Fingerprint sensing and matching is a reliable and widely used technique for personal identification or verification. In particular, a common approach to fingerprint identification involves scanning a sample fingerprint or an image thereof and storing the image and/or unique characteristics of the fingerprint image. The characteristics of a sample fingerprint may be compared to information for reference or enrolled fingerprints already in a database to determine proper identification of a person, such as for verification purposes.
Traditional approaches for fingerprint matching generally rely on minutia, which are point features corresponding to ridge ends and bifurcations. However, minutia-based matchers may have certain drawbacks. First, minutia extraction may be difficult in images of poor quality. Second, a minimum fingerprint area may be needed to extract a reasonable number of minutiae. Thus, minutia-based matchers may be unsuitable in applications where poor quality images or small sensors are involved. Using fingerprint pattern features, instead of minutiae, for matching may potentially mitigate both of these drawbacks. Examples of fingerprint pattern features are image pixel values, ridge flow, and ridge frequency.
Ridge flow information has been used in a variety of stages in fingerprint recognition. It is commonly extracted through tessellating the fingerprint image into small square blocks or cells and estimating the dominant ridge flow within each block. The resulting map is referred to as the ridge flow map.
Despite the existence of such ridge flow techniques, they may not provide desired matching speed for some implementations.

• EXTRACTED DATA:
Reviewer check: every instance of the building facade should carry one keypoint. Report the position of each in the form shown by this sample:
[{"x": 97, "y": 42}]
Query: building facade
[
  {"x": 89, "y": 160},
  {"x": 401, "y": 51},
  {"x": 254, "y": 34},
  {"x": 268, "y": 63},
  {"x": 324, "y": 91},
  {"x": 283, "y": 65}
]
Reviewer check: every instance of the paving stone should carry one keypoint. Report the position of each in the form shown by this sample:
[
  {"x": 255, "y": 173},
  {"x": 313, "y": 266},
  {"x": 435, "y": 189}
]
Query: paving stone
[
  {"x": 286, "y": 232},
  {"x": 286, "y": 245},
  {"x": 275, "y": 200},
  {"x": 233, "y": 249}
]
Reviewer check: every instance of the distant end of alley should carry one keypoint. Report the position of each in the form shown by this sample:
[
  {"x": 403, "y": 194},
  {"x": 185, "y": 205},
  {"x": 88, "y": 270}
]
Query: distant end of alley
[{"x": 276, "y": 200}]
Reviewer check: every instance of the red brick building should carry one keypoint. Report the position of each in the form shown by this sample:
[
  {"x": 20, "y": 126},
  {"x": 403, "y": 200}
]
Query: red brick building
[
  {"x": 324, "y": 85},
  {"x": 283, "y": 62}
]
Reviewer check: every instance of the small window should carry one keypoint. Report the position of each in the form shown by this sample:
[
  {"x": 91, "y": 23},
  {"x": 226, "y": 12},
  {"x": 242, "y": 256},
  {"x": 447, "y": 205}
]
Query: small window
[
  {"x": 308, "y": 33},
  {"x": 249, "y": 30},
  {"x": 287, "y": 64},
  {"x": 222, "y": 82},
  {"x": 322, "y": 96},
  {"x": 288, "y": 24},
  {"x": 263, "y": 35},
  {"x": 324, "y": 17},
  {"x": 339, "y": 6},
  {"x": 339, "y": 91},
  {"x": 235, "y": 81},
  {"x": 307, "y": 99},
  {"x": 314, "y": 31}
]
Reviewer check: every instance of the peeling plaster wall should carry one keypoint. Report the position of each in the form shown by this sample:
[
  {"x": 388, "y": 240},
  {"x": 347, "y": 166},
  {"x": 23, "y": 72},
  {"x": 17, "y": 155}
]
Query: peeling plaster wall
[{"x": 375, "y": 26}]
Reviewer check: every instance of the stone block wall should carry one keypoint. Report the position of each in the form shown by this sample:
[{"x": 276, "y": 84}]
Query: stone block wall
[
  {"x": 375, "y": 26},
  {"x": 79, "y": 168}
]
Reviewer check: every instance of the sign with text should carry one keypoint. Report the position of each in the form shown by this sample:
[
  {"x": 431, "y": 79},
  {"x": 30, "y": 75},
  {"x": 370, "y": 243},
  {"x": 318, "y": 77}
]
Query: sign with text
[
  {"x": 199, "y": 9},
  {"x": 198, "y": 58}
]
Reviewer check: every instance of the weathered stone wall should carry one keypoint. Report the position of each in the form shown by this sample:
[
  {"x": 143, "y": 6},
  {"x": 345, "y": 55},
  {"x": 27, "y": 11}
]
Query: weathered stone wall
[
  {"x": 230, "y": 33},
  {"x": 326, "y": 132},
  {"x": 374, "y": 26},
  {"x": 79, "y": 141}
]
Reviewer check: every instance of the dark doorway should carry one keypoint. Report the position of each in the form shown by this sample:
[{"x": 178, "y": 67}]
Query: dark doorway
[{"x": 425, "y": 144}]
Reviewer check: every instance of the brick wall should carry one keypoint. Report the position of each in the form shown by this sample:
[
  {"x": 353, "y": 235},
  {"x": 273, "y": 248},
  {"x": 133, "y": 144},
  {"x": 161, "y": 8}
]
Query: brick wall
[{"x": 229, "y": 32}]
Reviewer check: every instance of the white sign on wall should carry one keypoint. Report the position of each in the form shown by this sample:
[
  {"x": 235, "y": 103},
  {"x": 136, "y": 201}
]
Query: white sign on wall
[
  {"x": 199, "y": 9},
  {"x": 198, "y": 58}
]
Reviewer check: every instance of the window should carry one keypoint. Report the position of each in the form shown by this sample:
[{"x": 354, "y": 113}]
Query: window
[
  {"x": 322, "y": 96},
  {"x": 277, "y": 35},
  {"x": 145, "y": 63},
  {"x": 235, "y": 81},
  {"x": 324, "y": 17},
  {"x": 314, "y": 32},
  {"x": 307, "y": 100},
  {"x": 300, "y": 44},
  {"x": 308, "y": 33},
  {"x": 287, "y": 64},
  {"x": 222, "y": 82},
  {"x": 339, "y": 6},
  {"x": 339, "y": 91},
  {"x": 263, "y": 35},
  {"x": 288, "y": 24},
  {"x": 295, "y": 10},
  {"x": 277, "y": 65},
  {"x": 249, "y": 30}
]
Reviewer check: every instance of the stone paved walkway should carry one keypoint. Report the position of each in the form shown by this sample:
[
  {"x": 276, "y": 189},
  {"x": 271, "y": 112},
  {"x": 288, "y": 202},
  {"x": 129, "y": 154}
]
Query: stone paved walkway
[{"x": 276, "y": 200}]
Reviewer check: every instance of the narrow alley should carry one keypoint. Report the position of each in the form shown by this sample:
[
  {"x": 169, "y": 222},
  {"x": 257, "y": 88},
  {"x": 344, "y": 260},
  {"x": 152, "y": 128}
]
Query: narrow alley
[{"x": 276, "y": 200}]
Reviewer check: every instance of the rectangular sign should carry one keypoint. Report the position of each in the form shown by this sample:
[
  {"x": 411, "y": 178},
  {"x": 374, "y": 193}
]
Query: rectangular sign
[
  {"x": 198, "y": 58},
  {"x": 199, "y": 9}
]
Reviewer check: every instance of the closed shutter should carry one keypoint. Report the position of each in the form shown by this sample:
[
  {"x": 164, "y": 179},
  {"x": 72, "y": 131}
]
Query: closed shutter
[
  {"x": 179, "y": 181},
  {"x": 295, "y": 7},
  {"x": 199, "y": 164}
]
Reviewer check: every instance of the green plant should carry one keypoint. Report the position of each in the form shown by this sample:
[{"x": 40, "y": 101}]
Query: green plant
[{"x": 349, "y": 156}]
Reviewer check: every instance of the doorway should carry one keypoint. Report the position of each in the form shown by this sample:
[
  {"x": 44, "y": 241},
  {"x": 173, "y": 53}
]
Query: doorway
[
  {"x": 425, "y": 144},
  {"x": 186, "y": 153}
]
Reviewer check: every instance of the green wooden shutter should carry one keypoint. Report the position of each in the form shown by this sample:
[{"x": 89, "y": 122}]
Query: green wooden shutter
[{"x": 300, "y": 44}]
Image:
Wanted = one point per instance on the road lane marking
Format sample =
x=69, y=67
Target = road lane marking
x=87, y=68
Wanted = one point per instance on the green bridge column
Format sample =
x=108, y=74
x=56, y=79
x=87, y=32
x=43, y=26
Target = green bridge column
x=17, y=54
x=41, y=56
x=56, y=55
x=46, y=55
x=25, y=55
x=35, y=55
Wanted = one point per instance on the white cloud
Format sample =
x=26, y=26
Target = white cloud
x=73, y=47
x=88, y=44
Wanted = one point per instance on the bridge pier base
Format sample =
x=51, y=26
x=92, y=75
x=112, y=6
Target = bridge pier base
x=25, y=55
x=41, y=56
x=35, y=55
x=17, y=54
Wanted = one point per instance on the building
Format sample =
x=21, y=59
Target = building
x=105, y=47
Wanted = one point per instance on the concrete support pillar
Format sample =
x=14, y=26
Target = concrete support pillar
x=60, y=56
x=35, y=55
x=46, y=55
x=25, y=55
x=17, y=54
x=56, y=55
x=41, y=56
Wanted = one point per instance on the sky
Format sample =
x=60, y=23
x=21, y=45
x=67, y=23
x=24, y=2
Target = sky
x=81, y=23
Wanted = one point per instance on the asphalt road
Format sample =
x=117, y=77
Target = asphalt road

• DIRECTIONS FOR THIS TASK: Reproduce the full fingerprint-matching passage above, word for word.

• FINAL ANSWER:
Fingerprint sensing and matching is a reliable and widely used technique for personal identification or verification. In particular, a common approach to fingerprint identification involves scanning a sample fingerprint or an image thereof and storing the image and/or unique characteristics of the fingerprint image. The characteristics of a sample fingerprint may be compared to information for reference or enrolled fingerprints already in a database to determine proper identification of a person, such as for verification purposes.
Traditional approaches for fingerprint matching generally rely on minutia, which are point features corresponding to ridge ends and bifurcations. However, minutia-based matchers may have certain drawbacks. First, minutia extraction may be difficult in images of poor quality. Second, a minimum fingerprint area may be needed to extract a reasonable number of minutiae. Thus, minutia-based matchers may be unsuitable in applications where poor quality images or small sensors are involved. Using fingerprint pattern features, instead of minutiae, for matching may potentially mitigate both of these drawbacks. Examples of fingerprint pattern features are image pixel values, ridge flow, and ridge frequency.
Ridge flow information has been used in a variety of stages in fingerprint recognition. It is commonly extracted through tessellating the fingerprint image into small square blocks or cells and estimating the dominant ridge flow within each block. The resulting map is referred to as the ridge flow map.
Despite the existence of such ridge flow techniques, they may not provide desired matching speed for some implementations.